**What to produce:** Please return each line of the data below that contains the word "trench".

*** Data excerpts ***

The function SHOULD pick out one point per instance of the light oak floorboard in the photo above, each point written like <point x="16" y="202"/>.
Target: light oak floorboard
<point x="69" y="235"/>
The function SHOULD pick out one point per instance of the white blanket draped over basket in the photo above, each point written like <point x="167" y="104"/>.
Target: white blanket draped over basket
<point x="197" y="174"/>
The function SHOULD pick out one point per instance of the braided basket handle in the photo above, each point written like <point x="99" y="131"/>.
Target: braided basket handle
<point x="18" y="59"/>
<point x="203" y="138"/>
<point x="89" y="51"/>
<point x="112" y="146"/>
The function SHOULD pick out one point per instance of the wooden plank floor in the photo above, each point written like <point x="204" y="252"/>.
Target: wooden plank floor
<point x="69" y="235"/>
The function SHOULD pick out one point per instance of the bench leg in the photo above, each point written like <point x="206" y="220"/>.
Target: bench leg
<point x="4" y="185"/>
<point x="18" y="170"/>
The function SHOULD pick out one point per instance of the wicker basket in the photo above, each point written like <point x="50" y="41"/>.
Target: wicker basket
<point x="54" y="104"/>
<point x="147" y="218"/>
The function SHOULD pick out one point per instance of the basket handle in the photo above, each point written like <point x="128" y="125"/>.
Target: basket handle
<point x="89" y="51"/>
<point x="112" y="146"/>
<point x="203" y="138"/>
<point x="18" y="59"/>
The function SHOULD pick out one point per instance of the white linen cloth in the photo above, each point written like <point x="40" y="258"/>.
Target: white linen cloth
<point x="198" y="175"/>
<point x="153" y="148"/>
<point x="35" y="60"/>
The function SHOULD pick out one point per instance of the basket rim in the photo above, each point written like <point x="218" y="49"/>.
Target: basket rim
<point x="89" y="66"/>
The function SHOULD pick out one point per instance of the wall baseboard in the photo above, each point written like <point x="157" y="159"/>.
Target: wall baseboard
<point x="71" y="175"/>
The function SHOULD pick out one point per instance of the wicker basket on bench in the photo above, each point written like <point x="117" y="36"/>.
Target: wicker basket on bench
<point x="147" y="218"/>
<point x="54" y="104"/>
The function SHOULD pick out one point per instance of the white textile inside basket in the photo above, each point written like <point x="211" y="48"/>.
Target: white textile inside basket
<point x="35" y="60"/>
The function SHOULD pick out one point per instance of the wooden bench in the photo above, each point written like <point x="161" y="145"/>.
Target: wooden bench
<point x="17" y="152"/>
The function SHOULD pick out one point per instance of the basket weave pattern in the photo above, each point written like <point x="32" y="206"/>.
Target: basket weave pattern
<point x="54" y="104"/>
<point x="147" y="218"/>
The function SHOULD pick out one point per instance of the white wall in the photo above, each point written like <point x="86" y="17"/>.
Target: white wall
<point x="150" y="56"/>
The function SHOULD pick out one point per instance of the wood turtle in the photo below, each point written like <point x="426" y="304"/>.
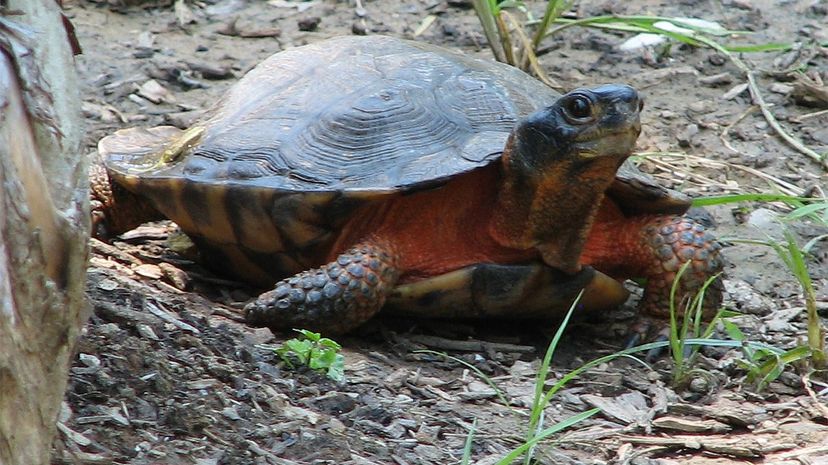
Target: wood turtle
<point x="363" y="171"/>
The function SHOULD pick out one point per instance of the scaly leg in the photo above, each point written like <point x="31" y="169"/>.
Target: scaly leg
<point x="334" y="298"/>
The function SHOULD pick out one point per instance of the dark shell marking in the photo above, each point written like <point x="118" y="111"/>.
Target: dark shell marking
<point x="270" y="176"/>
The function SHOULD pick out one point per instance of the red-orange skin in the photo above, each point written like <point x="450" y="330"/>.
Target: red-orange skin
<point x="448" y="228"/>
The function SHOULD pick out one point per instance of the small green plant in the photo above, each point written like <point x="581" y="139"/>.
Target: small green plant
<point x="315" y="352"/>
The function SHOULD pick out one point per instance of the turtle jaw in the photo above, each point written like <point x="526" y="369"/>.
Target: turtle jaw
<point x="556" y="167"/>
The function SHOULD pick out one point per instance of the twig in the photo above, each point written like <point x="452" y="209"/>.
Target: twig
<point x="760" y="101"/>
<point x="815" y="114"/>
<point x="470" y="345"/>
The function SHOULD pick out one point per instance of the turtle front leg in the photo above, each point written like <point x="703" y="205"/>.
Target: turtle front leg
<point x="672" y="242"/>
<point x="334" y="298"/>
<point x="656" y="247"/>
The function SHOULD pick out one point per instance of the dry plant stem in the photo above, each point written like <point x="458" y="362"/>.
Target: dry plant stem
<point x="783" y="186"/>
<point x="815" y="114"/>
<point x="723" y="136"/>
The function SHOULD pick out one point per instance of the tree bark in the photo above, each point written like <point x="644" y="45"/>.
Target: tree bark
<point x="44" y="224"/>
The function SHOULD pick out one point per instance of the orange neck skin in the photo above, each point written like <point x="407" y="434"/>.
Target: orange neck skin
<point x="451" y="227"/>
<point x="439" y="230"/>
<point x="616" y="244"/>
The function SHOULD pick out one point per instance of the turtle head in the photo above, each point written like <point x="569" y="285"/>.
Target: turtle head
<point x="557" y="164"/>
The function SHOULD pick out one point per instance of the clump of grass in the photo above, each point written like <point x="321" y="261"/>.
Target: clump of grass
<point x="690" y="325"/>
<point x="768" y="366"/>
<point x="509" y="42"/>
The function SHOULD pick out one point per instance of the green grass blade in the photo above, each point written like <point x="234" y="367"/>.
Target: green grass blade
<point x="466" y="460"/>
<point x="512" y="456"/>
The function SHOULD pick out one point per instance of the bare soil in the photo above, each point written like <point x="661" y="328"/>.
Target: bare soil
<point x="167" y="372"/>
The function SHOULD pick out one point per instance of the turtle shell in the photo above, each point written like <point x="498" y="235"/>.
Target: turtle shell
<point x="267" y="179"/>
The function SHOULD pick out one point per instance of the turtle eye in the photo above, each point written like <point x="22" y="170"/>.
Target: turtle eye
<point x="578" y="108"/>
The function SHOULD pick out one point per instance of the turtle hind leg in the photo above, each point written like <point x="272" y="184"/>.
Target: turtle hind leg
<point x="334" y="298"/>
<point x="114" y="209"/>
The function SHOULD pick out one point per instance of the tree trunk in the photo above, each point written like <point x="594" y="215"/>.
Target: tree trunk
<point x="43" y="225"/>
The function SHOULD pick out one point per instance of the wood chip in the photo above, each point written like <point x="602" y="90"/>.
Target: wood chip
<point x="148" y="270"/>
<point x="688" y="425"/>
<point x="153" y="91"/>
<point x="630" y="407"/>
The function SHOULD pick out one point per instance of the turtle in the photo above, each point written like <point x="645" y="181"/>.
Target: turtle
<point x="358" y="173"/>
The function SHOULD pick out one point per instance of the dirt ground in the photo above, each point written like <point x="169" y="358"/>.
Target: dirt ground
<point x="166" y="371"/>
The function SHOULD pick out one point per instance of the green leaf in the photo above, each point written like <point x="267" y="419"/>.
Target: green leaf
<point x="310" y="335"/>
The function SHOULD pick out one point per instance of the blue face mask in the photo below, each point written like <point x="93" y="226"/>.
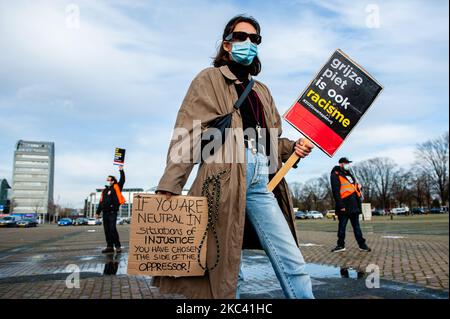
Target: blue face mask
<point x="244" y="52"/>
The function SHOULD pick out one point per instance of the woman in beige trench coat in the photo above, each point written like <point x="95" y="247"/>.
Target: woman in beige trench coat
<point x="264" y="220"/>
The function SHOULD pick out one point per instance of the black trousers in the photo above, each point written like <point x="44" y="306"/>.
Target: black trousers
<point x="110" y="227"/>
<point x="354" y="220"/>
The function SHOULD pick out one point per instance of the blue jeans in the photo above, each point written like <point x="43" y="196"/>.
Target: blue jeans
<point x="264" y="213"/>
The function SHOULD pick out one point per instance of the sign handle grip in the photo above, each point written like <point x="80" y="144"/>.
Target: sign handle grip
<point x="283" y="171"/>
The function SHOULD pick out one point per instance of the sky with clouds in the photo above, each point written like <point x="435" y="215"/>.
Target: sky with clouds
<point x="116" y="76"/>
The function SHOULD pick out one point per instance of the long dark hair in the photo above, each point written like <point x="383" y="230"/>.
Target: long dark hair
<point x="223" y="57"/>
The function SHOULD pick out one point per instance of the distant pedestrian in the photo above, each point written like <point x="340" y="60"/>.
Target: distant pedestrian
<point x="348" y="198"/>
<point x="109" y="204"/>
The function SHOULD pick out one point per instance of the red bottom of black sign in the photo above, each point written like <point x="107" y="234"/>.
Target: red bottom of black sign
<point x="317" y="131"/>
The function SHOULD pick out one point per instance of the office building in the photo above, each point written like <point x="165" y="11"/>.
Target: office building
<point x="33" y="177"/>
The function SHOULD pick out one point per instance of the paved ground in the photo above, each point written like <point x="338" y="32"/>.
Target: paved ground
<point x="35" y="263"/>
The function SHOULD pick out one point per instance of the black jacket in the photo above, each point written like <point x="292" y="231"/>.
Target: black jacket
<point x="109" y="201"/>
<point x="352" y="203"/>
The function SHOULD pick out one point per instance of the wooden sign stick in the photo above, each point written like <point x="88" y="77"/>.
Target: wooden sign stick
<point x="283" y="170"/>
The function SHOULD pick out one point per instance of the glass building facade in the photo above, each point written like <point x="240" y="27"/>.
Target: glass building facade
<point x="33" y="177"/>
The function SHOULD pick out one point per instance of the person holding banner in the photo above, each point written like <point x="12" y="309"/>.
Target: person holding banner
<point x="348" y="198"/>
<point x="235" y="174"/>
<point x="110" y="201"/>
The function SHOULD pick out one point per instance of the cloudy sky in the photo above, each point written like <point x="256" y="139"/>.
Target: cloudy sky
<point x="93" y="75"/>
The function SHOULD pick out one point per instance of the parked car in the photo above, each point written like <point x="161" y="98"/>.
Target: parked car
<point x="300" y="215"/>
<point x="94" y="221"/>
<point x="399" y="211"/>
<point x="8" y="221"/>
<point x="65" y="222"/>
<point x="330" y="214"/>
<point x="436" y="210"/>
<point x="417" y="210"/>
<point x="314" y="215"/>
<point x="27" y="222"/>
<point x="80" y="221"/>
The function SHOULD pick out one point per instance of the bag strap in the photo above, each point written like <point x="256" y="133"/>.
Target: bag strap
<point x="244" y="94"/>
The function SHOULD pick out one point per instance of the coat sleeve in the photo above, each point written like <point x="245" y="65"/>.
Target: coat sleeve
<point x="199" y="106"/>
<point x="336" y="190"/>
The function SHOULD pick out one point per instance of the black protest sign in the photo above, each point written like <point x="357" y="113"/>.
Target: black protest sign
<point x="166" y="235"/>
<point x="119" y="156"/>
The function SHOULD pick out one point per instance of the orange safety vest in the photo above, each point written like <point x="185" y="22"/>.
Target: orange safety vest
<point x="118" y="194"/>
<point x="348" y="188"/>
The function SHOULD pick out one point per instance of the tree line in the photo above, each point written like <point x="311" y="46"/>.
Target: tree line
<point x="386" y="184"/>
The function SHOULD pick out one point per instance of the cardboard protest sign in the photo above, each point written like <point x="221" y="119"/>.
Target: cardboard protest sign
<point x="168" y="237"/>
<point x="119" y="156"/>
<point x="333" y="103"/>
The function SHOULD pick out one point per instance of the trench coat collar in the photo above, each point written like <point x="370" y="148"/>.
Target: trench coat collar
<point x="229" y="75"/>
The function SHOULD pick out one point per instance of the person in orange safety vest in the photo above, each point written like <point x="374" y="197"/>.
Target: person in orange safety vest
<point x="348" y="198"/>
<point x="110" y="201"/>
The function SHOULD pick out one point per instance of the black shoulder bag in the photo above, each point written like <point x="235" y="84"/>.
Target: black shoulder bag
<point x="223" y="122"/>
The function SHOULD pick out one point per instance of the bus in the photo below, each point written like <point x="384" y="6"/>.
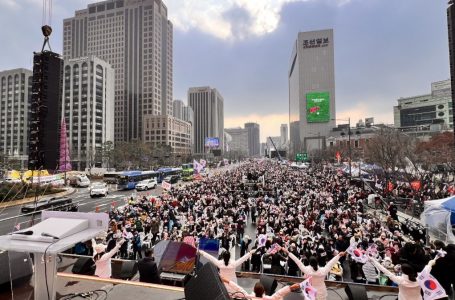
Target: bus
<point x="187" y="172"/>
<point x="128" y="180"/>
<point x="163" y="172"/>
<point x="111" y="177"/>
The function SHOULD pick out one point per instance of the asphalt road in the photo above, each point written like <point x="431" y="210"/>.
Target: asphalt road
<point x="10" y="217"/>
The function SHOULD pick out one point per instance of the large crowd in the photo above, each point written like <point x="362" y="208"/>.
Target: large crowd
<point x="309" y="217"/>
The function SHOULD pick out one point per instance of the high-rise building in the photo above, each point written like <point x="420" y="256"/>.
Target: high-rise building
<point x="15" y="97"/>
<point x="170" y="131"/>
<point x="311" y="91"/>
<point x="208" y="108"/>
<point x="284" y="134"/>
<point x="426" y="115"/>
<point x="177" y="109"/>
<point x="88" y="109"/>
<point x="135" y="37"/>
<point x="253" y="139"/>
<point x="239" y="141"/>
<point x="188" y="114"/>
<point x="45" y="111"/>
<point x="451" y="30"/>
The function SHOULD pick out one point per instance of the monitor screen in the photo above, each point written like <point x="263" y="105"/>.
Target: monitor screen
<point x="178" y="258"/>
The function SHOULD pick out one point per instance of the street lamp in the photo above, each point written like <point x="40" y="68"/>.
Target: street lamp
<point x="349" y="142"/>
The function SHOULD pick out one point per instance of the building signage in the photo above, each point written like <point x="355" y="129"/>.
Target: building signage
<point x="318" y="107"/>
<point x="315" y="43"/>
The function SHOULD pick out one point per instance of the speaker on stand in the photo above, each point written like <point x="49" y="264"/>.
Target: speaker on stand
<point x="206" y="285"/>
<point x="270" y="284"/>
<point x="356" y="292"/>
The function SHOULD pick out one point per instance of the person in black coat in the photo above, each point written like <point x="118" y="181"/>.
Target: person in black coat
<point x="443" y="269"/>
<point x="148" y="270"/>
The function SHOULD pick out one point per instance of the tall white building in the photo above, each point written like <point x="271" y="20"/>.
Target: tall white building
<point x="208" y="108"/>
<point x="15" y="96"/>
<point x="170" y="131"/>
<point x="311" y="91"/>
<point x="88" y="108"/>
<point x="239" y="140"/>
<point x="135" y="37"/>
<point x="425" y="115"/>
<point x="188" y="114"/>
<point x="253" y="139"/>
<point x="177" y="109"/>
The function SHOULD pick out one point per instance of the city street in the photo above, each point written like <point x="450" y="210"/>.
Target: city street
<point x="11" y="216"/>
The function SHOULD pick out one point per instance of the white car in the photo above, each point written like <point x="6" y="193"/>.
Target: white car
<point x="99" y="189"/>
<point x="146" y="184"/>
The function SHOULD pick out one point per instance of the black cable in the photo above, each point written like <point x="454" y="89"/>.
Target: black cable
<point x="86" y="295"/>
<point x="388" y="295"/>
<point x="333" y="290"/>
<point x="243" y="296"/>
<point x="45" y="269"/>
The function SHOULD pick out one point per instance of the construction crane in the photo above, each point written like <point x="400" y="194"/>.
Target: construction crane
<point x="278" y="152"/>
<point x="46" y="23"/>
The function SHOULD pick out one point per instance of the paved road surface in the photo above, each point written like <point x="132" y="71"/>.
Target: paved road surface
<point x="11" y="216"/>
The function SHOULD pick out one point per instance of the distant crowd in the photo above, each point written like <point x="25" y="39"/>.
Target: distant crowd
<point x="310" y="214"/>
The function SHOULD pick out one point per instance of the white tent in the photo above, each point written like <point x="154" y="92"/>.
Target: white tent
<point x="439" y="219"/>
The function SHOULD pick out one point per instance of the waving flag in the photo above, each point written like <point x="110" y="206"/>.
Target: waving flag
<point x="262" y="239"/>
<point x="274" y="249"/>
<point x="431" y="288"/>
<point x="203" y="162"/>
<point x="308" y="291"/>
<point x="166" y="185"/>
<point x="197" y="167"/>
<point x="357" y="254"/>
<point x="372" y="250"/>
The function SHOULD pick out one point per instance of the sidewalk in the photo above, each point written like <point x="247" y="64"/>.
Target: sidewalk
<point x="69" y="191"/>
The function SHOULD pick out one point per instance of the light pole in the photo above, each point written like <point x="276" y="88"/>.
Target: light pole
<point x="349" y="142"/>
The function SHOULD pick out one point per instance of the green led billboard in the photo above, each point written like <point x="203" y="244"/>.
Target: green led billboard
<point x="318" y="107"/>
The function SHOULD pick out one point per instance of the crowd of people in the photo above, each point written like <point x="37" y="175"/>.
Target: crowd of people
<point x="310" y="218"/>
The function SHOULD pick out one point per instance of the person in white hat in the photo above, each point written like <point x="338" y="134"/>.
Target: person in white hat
<point x="103" y="259"/>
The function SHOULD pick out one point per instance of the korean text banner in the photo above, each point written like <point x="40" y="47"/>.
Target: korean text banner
<point x="318" y="107"/>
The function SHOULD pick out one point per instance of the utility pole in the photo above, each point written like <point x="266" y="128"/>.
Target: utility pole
<point x="350" y="146"/>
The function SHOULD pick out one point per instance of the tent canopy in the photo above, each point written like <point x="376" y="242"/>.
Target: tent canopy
<point x="439" y="218"/>
<point x="449" y="204"/>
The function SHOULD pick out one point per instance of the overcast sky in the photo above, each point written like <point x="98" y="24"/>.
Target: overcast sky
<point x="384" y="49"/>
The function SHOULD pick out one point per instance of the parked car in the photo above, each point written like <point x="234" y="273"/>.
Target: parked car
<point x="146" y="184"/>
<point x="55" y="203"/>
<point x="79" y="181"/>
<point x="99" y="189"/>
<point x="172" y="179"/>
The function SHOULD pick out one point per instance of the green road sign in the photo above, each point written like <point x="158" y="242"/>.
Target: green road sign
<point x="318" y="107"/>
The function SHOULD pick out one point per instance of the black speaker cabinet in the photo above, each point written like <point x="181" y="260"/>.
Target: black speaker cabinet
<point x="269" y="284"/>
<point x="84" y="266"/>
<point x="206" y="285"/>
<point x="124" y="269"/>
<point x="21" y="266"/>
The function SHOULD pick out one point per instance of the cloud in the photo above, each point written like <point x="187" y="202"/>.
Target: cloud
<point x="220" y="18"/>
<point x="269" y="123"/>
<point x="363" y="110"/>
<point x="9" y="4"/>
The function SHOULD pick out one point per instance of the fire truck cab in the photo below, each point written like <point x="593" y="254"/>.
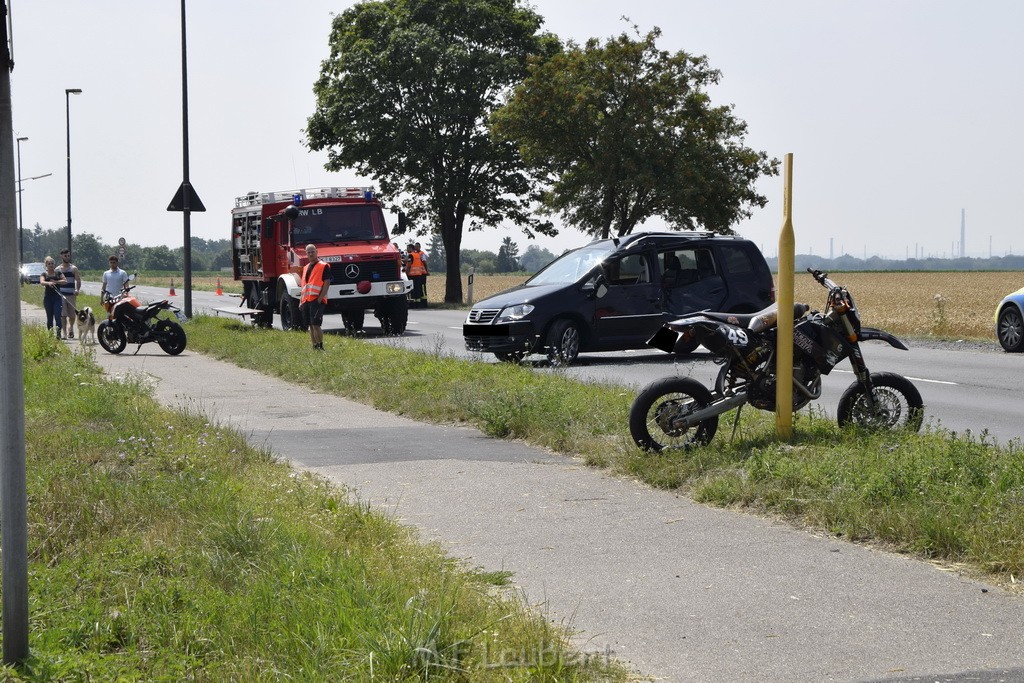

***

**Result:**
The function SHOULD pick out one point per instance of the woman in beige trench coat in the photo above, each point written like <point x="95" y="247"/>.
Target: woman in beige trench coat
The function SHOULD pick out one point per instance of the trench coat collar in the photo above, each point written like <point x="370" y="148"/>.
Target: trench coat collar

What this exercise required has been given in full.